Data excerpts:
_____

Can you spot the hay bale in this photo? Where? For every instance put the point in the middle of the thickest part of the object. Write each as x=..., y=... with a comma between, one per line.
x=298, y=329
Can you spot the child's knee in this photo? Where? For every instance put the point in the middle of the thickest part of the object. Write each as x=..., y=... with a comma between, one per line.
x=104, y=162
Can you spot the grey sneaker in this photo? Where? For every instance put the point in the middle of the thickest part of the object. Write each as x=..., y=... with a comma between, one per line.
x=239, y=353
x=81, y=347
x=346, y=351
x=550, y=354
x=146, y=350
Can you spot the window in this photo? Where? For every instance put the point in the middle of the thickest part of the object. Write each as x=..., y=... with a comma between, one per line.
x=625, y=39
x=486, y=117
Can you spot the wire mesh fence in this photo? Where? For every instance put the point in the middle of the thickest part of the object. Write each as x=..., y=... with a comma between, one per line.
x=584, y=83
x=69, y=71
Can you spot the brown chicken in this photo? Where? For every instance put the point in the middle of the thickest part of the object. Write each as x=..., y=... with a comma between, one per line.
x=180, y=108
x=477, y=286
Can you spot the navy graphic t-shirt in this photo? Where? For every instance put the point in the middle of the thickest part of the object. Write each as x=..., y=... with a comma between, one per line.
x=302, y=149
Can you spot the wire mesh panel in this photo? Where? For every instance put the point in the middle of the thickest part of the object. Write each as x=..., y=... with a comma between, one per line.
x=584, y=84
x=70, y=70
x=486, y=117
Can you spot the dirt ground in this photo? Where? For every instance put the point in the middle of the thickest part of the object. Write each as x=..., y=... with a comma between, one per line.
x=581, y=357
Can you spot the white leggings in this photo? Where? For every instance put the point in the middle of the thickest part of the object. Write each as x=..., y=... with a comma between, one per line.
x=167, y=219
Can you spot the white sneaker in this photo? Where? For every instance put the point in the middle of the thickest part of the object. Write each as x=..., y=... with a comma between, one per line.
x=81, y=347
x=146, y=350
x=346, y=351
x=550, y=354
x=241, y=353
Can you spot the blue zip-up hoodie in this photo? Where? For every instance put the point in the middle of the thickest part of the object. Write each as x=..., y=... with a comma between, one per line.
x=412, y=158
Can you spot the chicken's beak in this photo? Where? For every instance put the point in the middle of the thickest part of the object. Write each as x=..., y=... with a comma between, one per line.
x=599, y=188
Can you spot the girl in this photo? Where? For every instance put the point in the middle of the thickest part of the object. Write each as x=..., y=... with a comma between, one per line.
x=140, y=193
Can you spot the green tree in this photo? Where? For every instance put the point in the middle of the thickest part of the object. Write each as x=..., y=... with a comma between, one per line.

_____

YOUR GOAL:
Your task is to retype the data exactly, with no line missing.

PROBLEM SOLUTION:
Can you spot the hay bale in this photo? Where? For every instance put the point in the middle of the thickest part of the object. Write each as x=..., y=... with a comma between, one per line.
x=298, y=329
Can you spot the child's knee in this photo? Where? For every instance put the point in the middle of the thickest part of the object. Write each as x=..., y=... with a comma between, one per line.
x=104, y=162
Can you spot the grey sneaker in this photo? Where? For every instance put the point in the middle of the thickest part of the object. Write each as x=..., y=... with a comma between, one per line.
x=239, y=353
x=81, y=347
x=346, y=351
x=550, y=354
x=146, y=350
Can you spot the window in this photo? Where? For every instance put the point in the middle of the thickest part of the object. Write each as x=..., y=... with a comma between, one per line.
x=625, y=39
x=486, y=117
Can you spot the wire mesh fence in this photo? Where? For every instance put the point in the middle of the thickest part of the object. Write each as x=..., y=... with a comma between, one per line.
x=584, y=83
x=69, y=71
Can you spot the brown chicken in this photo? Where? For every instance put the point in the middle of the thickest part of the object. Write each as x=..., y=... with a comma between, one per line.
x=180, y=108
x=477, y=286
Can you spot the navy graphic t-shirt in this photo? Where? For every instance put the point in the middle of the thickest part of the object. Write each as x=..., y=... with a comma between, one per line.
x=302, y=149
Can you spot the wire mesh panel in this photo? Where? For every instance put the point in the middle of the thickest part of the object. Write each as x=..., y=... with a comma between, one per line.
x=584, y=84
x=70, y=70
x=486, y=117
Can you spot the dirt ground in this photo? Where? For every instance put the point in the middle of the thickest part of the object. Write each as x=..., y=... with a comma between, one per line.
x=581, y=357
Can you spot the white leggings in this photo? Where? For every instance put the point in the middle of the thickest part of the object. Write each as x=..., y=... with a comma between, one per line.
x=167, y=219
Can you spot the white sneaker in this photo? Where? For every instance put the point in the middle of the thickest part of the object. Write each as x=..., y=... with a comma between, one per line.
x=81, y=347
x=146, y=350
x=346, y=351
x=550, y=354
x=241, y=353
Can you spot the blue zip-up hoodie in this photo? Where? For every instance put the point in the middle of the thickest part of the object. Write each as x=..., y=... with a comma between, one per line.
x=412, y=158
Can you spot the chicken's beak in this photo? Where? For every instance put the point in the middle of the thickest part of the object. Write each as x=..., y=... with a comma between, one per line.
x=599, y=188
Can you spot the girl in this photo? Where? For every instance put the point in the middle of the thickest part of the object. Write each as x=..., y=... with a comma between, one per line.
x=140, y=193
Can you spot the green tree in this photo? Where? For every instance put the point in the middle of the thickest part of the object. Write each as x=..., y=... with a comma between, one per line.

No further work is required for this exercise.